# A Slate Mine- Gwynedd - March 2012



## Landsker (Mar 24, 2012)

Another day another mine! Visited with cunning corgi. Bit of a bugger to light this one, plus the amount of moisture in the air made taking photographs a bit of a problem!


History
The Quarry was reopened and re-equipped in 1872 and for a short period a workforce of over 100 produced an annual extraction of 100 tons per annum. A new larger mill with 40 machines was built on the valley floor. By 1894 the workforce had been reduced to 20 with 550 tons of slate being produced.

Production continued to decline until the quarry closed in 1925, by this time there were only 3 saws and 2 planers. Tramways throughout the quarry were an unusual gauge of 2ft 4 1/4in; today much of the tramway still remains in place both on the surface and underground.

On the opposite side of the pit is the adit into the underground workings with random headings and chambers; all workings below adit level are now flooded. It is possible to climb out through an air shaft of one of the chambers. Some plant still remains in place including several winches, climbing chains and a boiler.


1




2




3 The Lake




4 Winch





5 Ladders





6 Boiler





7





8





9





10





11





12






13 Cart




14 View from the top of the incline




All in all another good mine, hard to show how big the caverns actually are!

§ **DATASET RECORDS**:
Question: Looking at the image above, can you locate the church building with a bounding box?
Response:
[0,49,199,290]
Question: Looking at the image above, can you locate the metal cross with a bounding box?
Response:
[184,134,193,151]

§ **TO DO**:
**1.** Name each piece of plant that the slate mine post says still remains in place.
**2.** Answer these about the slate mine post:
(a) In what year was the quarry reopened and re-equipped?
(b) What gauge were the tramways throughout the quarry?
(c) How many saws and planers were left when the quarry closed in 1925?
**3.** Write the next part of the slate mine post, picking up after its final sentence.

§ **TASK RESPONSES**:
**1.**
- several winches
- climbing chains
- a boiler

**2.**
(a) 1872
(b) 2ft 4 1/4in
(c) 3 saws and 2 planers

**3.**
----------



## King Al (Mar 24, 2012)

Another great find Walsh! really like the pic of the lake


----------



## TeeJF (Mar 24, 2012)

Nice work buddy!


----------



## flyboys90 (Mar 24, 2012)

Great photos,thanks for sharing.


----------



## borntobemild (Mar 25, 2012)

Intrigued by the marks on the rock on Photo 10. Anyone?


----------



## twominted (Mar 25, 2012)

Boring machine or cutter.

Just the way the slate was cut in that area.


----------



## Landsker (Mar 25, 2012)

twominted said:


> Boring machine or cutter.
> 
> Just the way the slate was cut in that area.



Just and old fashioned drill, it's called channelling I believe.


----------



## Pincheck (Mar 26, 2012)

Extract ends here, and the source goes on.